Every line of the data must be copied exactly.

::: Data for the task

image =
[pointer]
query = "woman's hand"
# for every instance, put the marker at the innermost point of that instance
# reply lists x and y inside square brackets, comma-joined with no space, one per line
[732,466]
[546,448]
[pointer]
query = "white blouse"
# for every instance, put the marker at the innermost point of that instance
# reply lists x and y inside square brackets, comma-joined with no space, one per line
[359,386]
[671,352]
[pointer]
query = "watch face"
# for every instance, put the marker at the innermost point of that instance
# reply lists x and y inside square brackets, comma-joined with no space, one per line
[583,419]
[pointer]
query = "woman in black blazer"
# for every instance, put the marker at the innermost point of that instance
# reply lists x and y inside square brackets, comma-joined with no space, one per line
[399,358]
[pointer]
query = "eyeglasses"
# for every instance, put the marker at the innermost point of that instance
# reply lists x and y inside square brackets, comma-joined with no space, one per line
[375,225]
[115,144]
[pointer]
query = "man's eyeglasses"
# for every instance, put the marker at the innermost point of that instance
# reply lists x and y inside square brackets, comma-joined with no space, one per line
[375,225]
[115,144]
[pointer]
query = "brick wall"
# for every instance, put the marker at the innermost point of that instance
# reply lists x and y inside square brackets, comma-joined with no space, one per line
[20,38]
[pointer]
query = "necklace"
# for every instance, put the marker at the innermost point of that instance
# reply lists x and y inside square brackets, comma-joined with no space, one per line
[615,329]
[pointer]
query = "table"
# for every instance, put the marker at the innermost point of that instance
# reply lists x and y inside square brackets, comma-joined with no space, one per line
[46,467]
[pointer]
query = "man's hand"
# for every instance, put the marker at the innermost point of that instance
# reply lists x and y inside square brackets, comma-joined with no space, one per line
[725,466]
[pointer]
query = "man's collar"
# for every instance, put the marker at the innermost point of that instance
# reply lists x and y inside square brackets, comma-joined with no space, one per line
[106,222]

::::::

Solution:
image =
[pointer]
query = "woman's hand"
# for every instance, put the marker at the innermost point of that instance
# reply lists x and y inside square brackets, comma-joined with no space, one per line
[732,466]
[546,448]
[pointer]
query = "white blouse"
# for every instance, put the marker at the innermost point of that instance
# reply lists x and y inside square brackets, comma-joined with no space, one per line
[359,386]
[671,352]
[pointer]
query = "watch face"
# for every instance, put the marker at the innermost point of that instance
# reply lists x and y inside square brackets, comma-joined with no space, one per line
[583,419]
[pointer]
query = "woman in black blazer"
# for every instance, put the marker at the innermost point of that instance
# reply lists x and y inside square brackets, comma-joined with no space, one per line
[399,358]
[pointer]
query = "eyeglasses"
# for every instance, put the marker at the innermost point of that instance
# reply lists x and y inside square brackets, comma-joined with no space, one per line
[375,225]
[115,144]
[pointer]
query = "man's eyeglasses"
# for every instance, put the marker at the innermost point of that instance
# reply lists x and y inside square brackets, comma-joined with no space, one per line
[375,225]
[115,144]
[pointer]
query = "brick wall"
# for every instance, put the marker at the innermost point of that instance
# reply lists x and y inside square brackets, comma-joined with no space, one per line
[20,38]
[pointer]
query = "necklace"
# for every instance, put the marker at the innermost point of that instance
# reply lists x and y inside square brackets, comma-joined with no space, one per line
[615,329]
[pointer]
query = "table"
# for every instance, put the marker at the innermost point of that instance
# reply lists x and y inside square brackets, comma-joined with no space, one per line
[46,467]
[pointer]
query = "man's hand"
# for every instance, put the marker at the innermost point of that instance
# reply lists x and y inside square brackets, comma-joined with no space, one per line
[725,466]
[pointer]
query = "man's collar"
# for every instance, put the marker at the innermost point of that instance
# reply lists x and y inside square brackets, comma-joined with no space, one per line
[106,222]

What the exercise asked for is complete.